__Task directions__
Give back exactly the lines from the start of the entries below to the line holding "box: [125, 38, 132, 52]", that line included, and leave every picture out.

:::

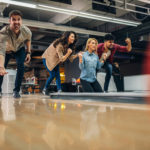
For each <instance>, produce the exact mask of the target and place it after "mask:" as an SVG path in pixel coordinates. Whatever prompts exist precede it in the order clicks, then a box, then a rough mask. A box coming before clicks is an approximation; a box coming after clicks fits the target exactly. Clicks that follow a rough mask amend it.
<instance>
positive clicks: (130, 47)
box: [125, 38, 132, 52]
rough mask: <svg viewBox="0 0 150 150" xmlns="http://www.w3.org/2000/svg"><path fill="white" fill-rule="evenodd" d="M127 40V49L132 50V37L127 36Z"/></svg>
mask: <svg viewBox="0 0 150 150" xmlns="http://www.w3.org/2000/svg"><path fill="white" fill-rule="evenodd" d="M125 42H126V43H127V50H128V52H130V51H131V49H132V44H131V39H130V38H127V39H126V40H125Z"/></svg>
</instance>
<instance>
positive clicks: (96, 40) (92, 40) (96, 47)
mask: <svg viewBox="0 0 150 150" xmlns="http://www.w3.org/2000/svg"><path fill="white" fill-rule="evenodd" d="M93 40H94V41H95V42H96V45H98V41H97V40H96V39H95V38H89V39H88V40H87V42H86V47H85V50H84V51H87V50H88V44H89V43H90V42H91V41H93ZM95 51H97V46H96V50H95Z"/></svg>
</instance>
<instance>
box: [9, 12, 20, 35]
mask: <svg viewBox="0 0 150 150" xmlns="http://www.w3.org/2000/svg"><path fill="white" fill-rule="evenodd" d="M9 22H10V28H11V30H12V31H14V32H15V33H17V32H18V31H19V30H20V27H21V25H22V18H21V16H19V15H12V16H11V18H10V20H9Z"/></svg>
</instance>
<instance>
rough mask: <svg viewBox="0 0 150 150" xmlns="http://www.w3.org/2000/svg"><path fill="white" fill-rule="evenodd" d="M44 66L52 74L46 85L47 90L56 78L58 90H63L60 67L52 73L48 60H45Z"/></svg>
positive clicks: (44, 87)
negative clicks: (47, 66) (60, 74)
mask: <svg viewBox="0 0 150 150" xmlns="http://www.w3.org/2000/svg"><path fill="white" fill-rule="evenodd" d="M43 64H44V66H45V67H46V69H47V71H48V72H49V74H50V77H49V78H48V79H47V81H46V84H45V87H44V88H45V89H47V88H48V87H49V85H50V84H51V82H52V81H53V79H54V78H55V77H56V85H57V90H61V81H60V73H59V65H57V66H56V67H55V68H54V69H53V70H52V71H50V70H49V69H48V68H47V65H46V59H43Z"/></svg>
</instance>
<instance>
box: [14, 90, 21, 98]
mask: <svg viewBox="0 0 150 150" xmlns="http://www.w3.org/2000/svg"><path fill="white" fill-rule="evenodd" d="M13 97H14V98H20V97H21V96H20V94H19V92H16V91H14V92H13Z"/></svg>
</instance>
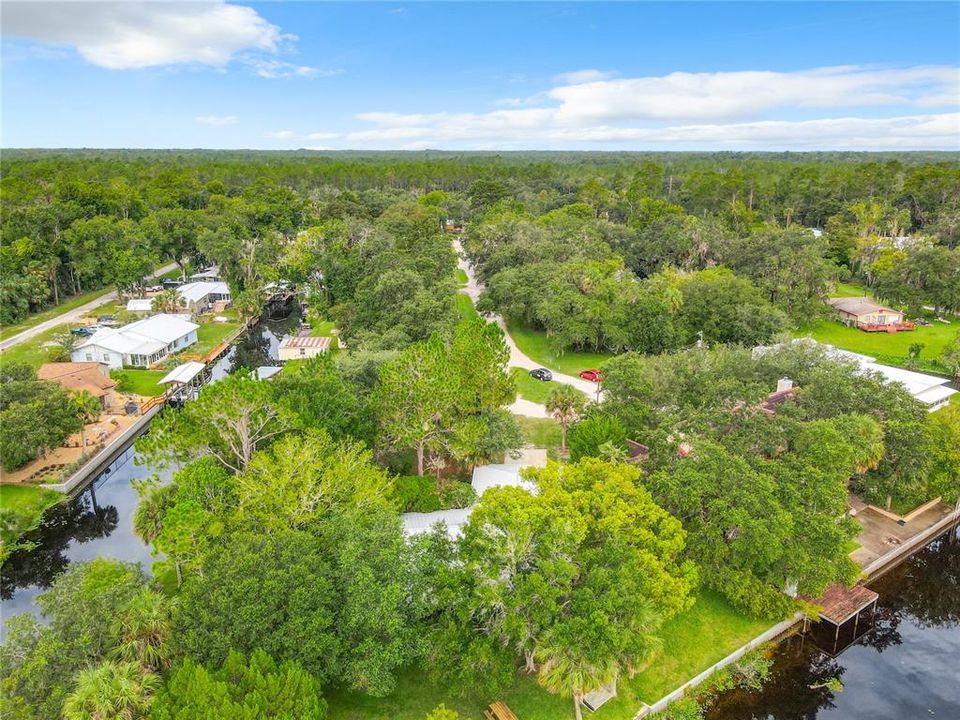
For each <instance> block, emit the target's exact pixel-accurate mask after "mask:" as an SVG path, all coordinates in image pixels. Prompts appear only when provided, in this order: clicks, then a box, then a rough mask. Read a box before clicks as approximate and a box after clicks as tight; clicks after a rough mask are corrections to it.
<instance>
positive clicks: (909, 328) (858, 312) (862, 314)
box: [827, 297, 913, 332]
mask: <svg viewBox="0 0 960 720" xmlns="http://www.w3.org/2000/svg"><path fill="white" fill-rule="evenodd" d="M827 304H828V305H830V306H831V307H833V308H834V309H835V310H836V311H837V312H838V313H839V314H840V320H841V322H843V323H844V324H846V325H850V326H851V327H857V328H860V329H861V330H866V331H867V332H878V331H880V332H897V331H898V330H913V323H909V322H904V319H903V313H902V312H900V311H899V310H894V309H892V308H888V307H884V306H883V305H878V304H877V303H875V302H873V301H872V300H869V299H867V298H865V297H855V298H830V299H829V300H827Z"/></svg>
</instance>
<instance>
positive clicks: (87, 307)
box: [0, 263, 177, 350]
mask: <svg viewBox="0 0 960 720" xmlns="http://www.w3.org/2000/svg"><path fill="white" fill-rule="evenodd" d="M175 267H177V266H176V264H175V263H170V264H169V265H165V266H164V267H162V268H160V269H159V270H157V271H156V272H154V273H153V274H152V275H150V277H151V278H155V277H158V276H159V275H163V274H165V273H168V272H170V271H171V270H173V269H174V268H175ZM116 299H117V293H116V291H113V292H109V293H106V294H105V295H101V296H100V297H98V298H96V299H95V300H91V301H90V302H88V303H84V304H83V305H80V306H79V307H76V308H74V309H73V310H68V311H67V312H65V313H61V314H60V315H57V316H56V317H55V318H51V319H50V320H44V321H43V322H42V323H37V324H36V325H34V326H33V327H32V328H27V329H26V330H24V331H23V332H21V333H17V334H16V335H13V336H11V337H8V338H7V339H6V340H3V341H2V342H0V350H6V349H7V348H9V347H13V346H14V345H18V344H19V343H22V342H24V341H25V340H29V339H30V338H32V337H36V336H37V335H39V334H41V333H43V332H45V331H47V330H49V329H50V328H53V327H56V326H57V325H63V324H64V323H72V322H77V321H79V320H80V318H82V317H83V316H84V315H86V314H87V313H89V312H90V311H91V310H96V309H97V308H98V307H100V306H101V305H106V304H107V303H110V302H113V301H114V300H116Z"/></svg>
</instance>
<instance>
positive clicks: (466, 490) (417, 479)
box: [392, 475, 476, 512]
mask: <svg viewBox="0 0 960 720" xmlns="http://www.w3.org/2000/svg"><path fill="white" fill-rule="evenodd" d="M475 497H476V493H474V491H473V487H472V486H471V485H470V484H469V483H466V482H462V481H459V480H455V481H452V482H448V483H447V487H446V488H445V489H444V491H443V495H442V496H441V495H438V494H437V483H436V480H435V479H434V478H433V476H431V475H422V476H421V475H399V476H397V477H395V478H394V479H393V494H392V499H393V501H394V504H395V506H396V508H397V509H398V510H399V511H400V512H434V511H436V510H446V509H448V508H461V507H466V506H467V505H469V504H470V503H471V502H473V500H474V498H475Z"/></svg>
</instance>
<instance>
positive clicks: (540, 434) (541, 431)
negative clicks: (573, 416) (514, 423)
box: [517, 417, 560, 451]
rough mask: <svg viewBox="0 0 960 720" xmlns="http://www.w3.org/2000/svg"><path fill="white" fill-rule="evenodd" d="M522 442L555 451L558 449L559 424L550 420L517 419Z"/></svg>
mask: <svg viewBox="0 0 960 720" xmlns="http://www.w3.org/2000/svg"><path fill="white" fill-rule="evenodd" d="M517 423H518V424H519V425H520V434H521V435H523V440H524V442H526V443H527V444H529V445H533V446H534V447H545V448H547V450H552V451H555V450H556V449H557V448H559V447H560V423H558V422H557V421H556V420H551V419H550V418H528V417H518V418H517Z"/></svg>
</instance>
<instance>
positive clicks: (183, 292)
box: [177, 281, 230, 302]
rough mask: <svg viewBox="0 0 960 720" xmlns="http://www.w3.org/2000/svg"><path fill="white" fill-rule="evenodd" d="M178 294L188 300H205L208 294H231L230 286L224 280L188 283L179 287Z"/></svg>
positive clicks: (178, 287)
mask: <svg viewBox="0 0 960 720" xmlns="http://www.w3.org/2000/svg"><path fill="white" fill-rule="evenodd" d="M177 294H178V295H179V296H180V297H181V299H183V300H186V301H187V302H196V301H197V300H203V298H205V297H206V296H207V295H229V294H230V286H229V285H227V284H226V283H224V282H208V281H201V282H194V283H187V284H186V285H181V286H180V287H178V288H177Z"/></svg>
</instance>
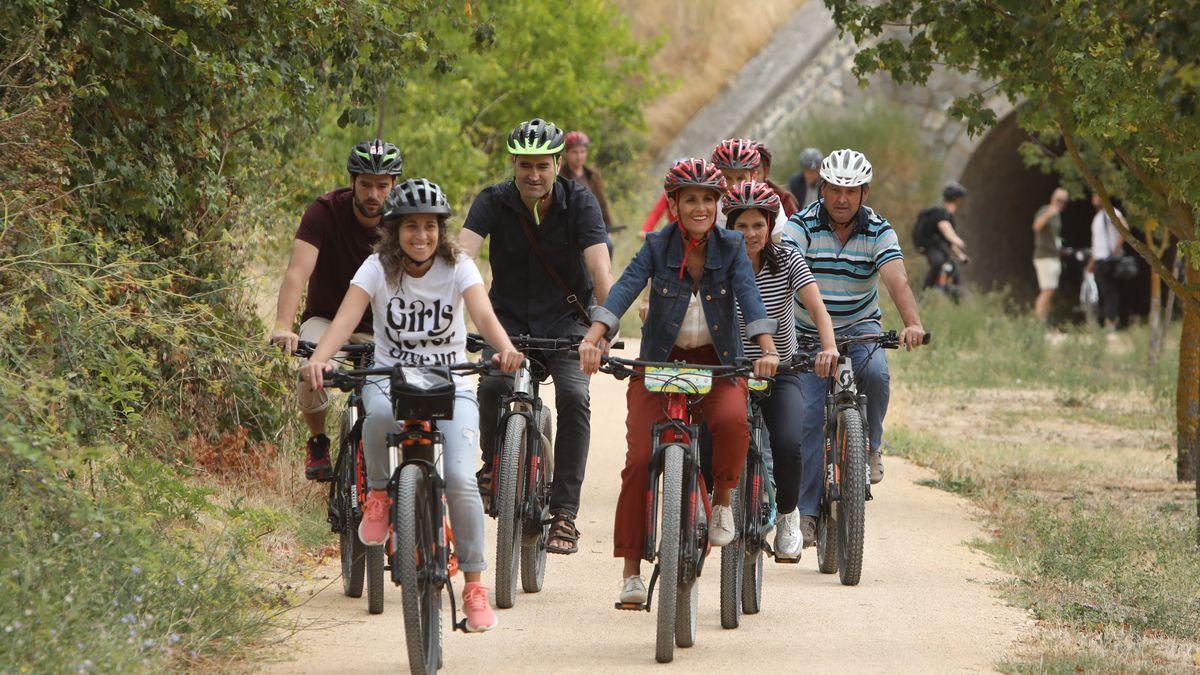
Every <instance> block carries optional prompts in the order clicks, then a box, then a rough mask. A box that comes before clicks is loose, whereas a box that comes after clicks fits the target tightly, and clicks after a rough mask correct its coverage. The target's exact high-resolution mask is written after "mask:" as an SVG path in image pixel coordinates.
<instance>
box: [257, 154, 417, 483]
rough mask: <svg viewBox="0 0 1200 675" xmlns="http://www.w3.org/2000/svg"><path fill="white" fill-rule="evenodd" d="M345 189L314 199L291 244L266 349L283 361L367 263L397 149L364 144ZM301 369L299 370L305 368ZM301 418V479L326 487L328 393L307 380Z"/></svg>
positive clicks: (363, 340) (323, 334)
mask: <svg viewBox="0 0 1200 675" xmlns="http://www.w3.org/2000/svg"><path fill="white" fill-rule="evenodd" d="M346 168H347V171H348V172H349V174H350V187H338V189H337V190H334V191H332V192H326V193H325V195H322V196H320V197H317V199H316V201H313V202H312V203H311V204H308V208H307V209H306V210H305V214H304V216H302V217H301V219H300V228H299V229H296V237H295V240H294V241H293V243H292V258H290V259H289V261H288V269H287V271H284V273H283V282H282V283H281V285H280V298H278V301H277V304H276V307H275V330H272V331H271V342H272V344H275V345H278V346H280V348H281V350H283V351H284V352H286V353H292V352H293V351H295V348H296V342H299V341H300V340H305V341H308V342H319V341H320V336H322V335H324V334H325V330H326V329H328V328H329V324H330V322H332V319H334V316H336V315H337V307H338V305H341V303H342V298H343V297H344V295H346V291H347V289H348V288H349V286H350V279H353V277H354V273H356V271H358V270H359V267H360V265H361V264H362V261H365V259H367V256H370V255H371V252H372V250H373V247H374V243H376V240H377V239H378V238H379V234H378V232H377V231H376V227H377V226H378V225H379V219H380V217H382V216H383V202H384V198H385V197H386V196H388V192H389V191H390V190H391V186H392V185H394V184H395V181H396V178H398V177H400V175H401V173H402V171H403V159H402V157H401V156H400V149H398V148H396V147H395V145H392V144H391V143H388V142H386V141H380V139H378V138H377V139H374V141H364V142H362V143H359V144H358V145H355V147H354V149H353V150H350V157H349V160H348V161H347V165H346ZM306 286H307V289H308V293H307V295H306V297H305V305H304V313H302V315H300V322H301V323H300V331H299V334H298V333H294V331H293V330H292V328H293V325H294V324H295V316H296V307H298V306H299V305H300V294H301V293H302V292H304V288H305V287H306ZM352 340H353V341H354V342H370V341H371V340H372V336H371V311H370V310H367V312H366V313H365V315H364V316H362V322H361V323H359V325H358V328H356V329H355V333H354V335H353V336H352ZM305 363H306V362H301V363H300V366H301V368H304V365H305ZM296 396H298V399H299V400H300V412H301V413H302V414H304V419H305V424H307V425H308V442H307V443H306V452H307V461H306V464H305V476H306V477H307V478H308V479H310V480H329V479H331V478H332V473H334V471H332V468H331V466H330V462H329V436H326V435H325V410H326V408H328V407H329V395H328V393H326V392H317V390H314V389H313V388H312V387H311V386H310V384H308V383H307V382H305V381H304V380H298V381H296Z"/></svg>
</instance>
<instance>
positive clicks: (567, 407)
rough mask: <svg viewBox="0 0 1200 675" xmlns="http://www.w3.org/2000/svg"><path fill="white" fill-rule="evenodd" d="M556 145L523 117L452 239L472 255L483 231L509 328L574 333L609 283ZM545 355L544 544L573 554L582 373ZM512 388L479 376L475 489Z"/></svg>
mask: <svg viewBox="0 0 1200 675" xmlns="http://www.w3.org/2000/svg"><path fill="white" fill-rule="evenodd" d="M563 147H564V139H563V132H562V131H560V130H559V129H558V127H557V126H554V125H553V124H550V123H547V121H545V120H541V119H534V120H529V121H527V123H523V124H521V125H518V126H517V127H516V129H515V130H512V133H510V135H509V144H508V149H509V153H510V154H511V155H512V173H514V179H512V180H508V181H504V183H500V184H498V185H493V186H491V187H487V189H485V190H484V191H482V192H480V195H479V197H476V198H475V202H474V203H473V204H472V207H470V211H469V213H468V214H467V222H466V223H464V225H463V231H462V233H461V234H460V238H458V241H460V244H461V245H462V247H463V250H466V251H467V252H468V253H469V255H470V256H473V257H474V256H476V255H478V253H479V250H480V247H481V246H482V244H484V239H485V238H488V237H490V238H491V245H490V249H488V259H490V262H491V265H492V288H491V292H490V293H488V295H490V297H491V299H492V305H494V306H496V315H497V316H498V317H499V318H500V323H503V324H504V329H505V330H508V333H509V335H532V336H534V337H571V336H575V337H582V336H583V335H584V334H586V333H587V329H588V327H589V325H590V322H589V321H588V319H587V313H586V311H587V305H588V304H589V303H590V300H592V298H593V297H595V298H596V300H598V301H600V303H602V301H604V300H605V298H607V297H608V288H610V287H611V286H612V273H611V269H610V265H608V247H607V243H608V237H607V233H606V231H605V223H604V217H602V216H601V211H600V204H599V203H598V202H596V198H595V196H594V195H592V192H589V191H588V190H587V189H586V187H583V186H582V185H578V184H577V183H574V181H571V180H568V179H565V178H563V177H560V175H558V173H559V161H560V155H562V151H563ZM527 231H528V234H527ZM530 237H533V238H534V240H535V241H536V243H538V244H536V246H538V249H540V251H541V253H540V255H539V252H538V250H535V247H534V245H533V244H532V243H530V239H529V238H530ZM547 265H551V267H550V268H547ZM564 286H565V287H564ZM545 363H546V366H547V369H548V371H550V375H551V376H552V377H553V378H554V408H556V410H557V411H558V420H557V422H558V424H557V429H558V435H557V437H556V438H554V482H553V486H552V489H551V497H550V508H551V514H552V516H553V519H554V522H553V524H552V525H551V532H550V537H548V539H547V543H546V550H547V551H550V552H558V554H572V552H575V551H576V550H578V543H577V539H578V530H577V528H576V527H575V516H576V515H577V514H578V508H580V489H581V488H582V485H583V471H584V467H586V465H587V459H588V444H589V442H590V437H592V410H590V398H589V394H588V384H589V378H588V377H587V376H586V375H583V374H582V372H581V371H580V364H578V362H577V360H574V359H571V358H570V354H565V353H553V354H548V358H547V359H545ZM511 389H512V378H511V377H481V378H480V384H479V408H480V424H479V431H480V446H481V448H482V452H484V471H482V472H481V474H480V489H485V488H486V486H487V485H488V484H490V480H491V476H490V471H491V466H492V455H493V453H494V452H496V432H497V425H498V423H499V401H500V398H502V396H504V395H506V394H508V393H509V392H511Z"/></svg>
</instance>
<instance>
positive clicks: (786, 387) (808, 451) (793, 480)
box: [760, 374, 823, 515]
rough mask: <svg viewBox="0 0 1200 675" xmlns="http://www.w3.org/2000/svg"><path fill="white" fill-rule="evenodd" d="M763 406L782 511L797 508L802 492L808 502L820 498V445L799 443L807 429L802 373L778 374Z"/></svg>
mask: <svg viewBox="0 0 1200 675" xmlns="http://www.w3.org/2000/svg"><path fill="white" fill-rule="evenodd" d="M760 408H761V410H762V418H763V422H766V423H767V434H769V435H770V456H772V460H773V462H774V467H773V472H774V478H775V504H776V507H778V508H779V513H791V512H792V510H794V509H796V506H797V502H798V501H799V498H800V494H804V495H806V496H808V497H809V498H808V500H805V501H806V502H808V503H811V502H812V501H814V500H820V498H821V488H822V484H821V477H822V468H821V464H822V461H823V459H822V452H821V447H820V446H817V447H811V446H810V447H808V448H805V447H804V444H803V443H800V440H802V437H803V431H804V399H803V394H802V388H800V376H799V375H794V374H788V375H779V376H776V377H775V384H774V386H772V388H770V396H768V398H766V399H763V400H762V402H761V404H760ZM805 450H806V452H805ZM804 470H810V471H804ZM802 515H811V514H806V513H805V514H802Z"/></svg>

:::

__Response__
For each <instance>, produce the exact mask of the target and place it after "mask:" as an SVG path in pixel coordinates. Whatever prompts exist precede it in the order clicks, then a box, then a rough mask. A box coming before clicks is an approximation; a box coming after clicks fits the target exactly. Clicks that follow a rough mask amend it.
<instance>
positive clicks: (130, 47)
box: [125, 38, 132, 52]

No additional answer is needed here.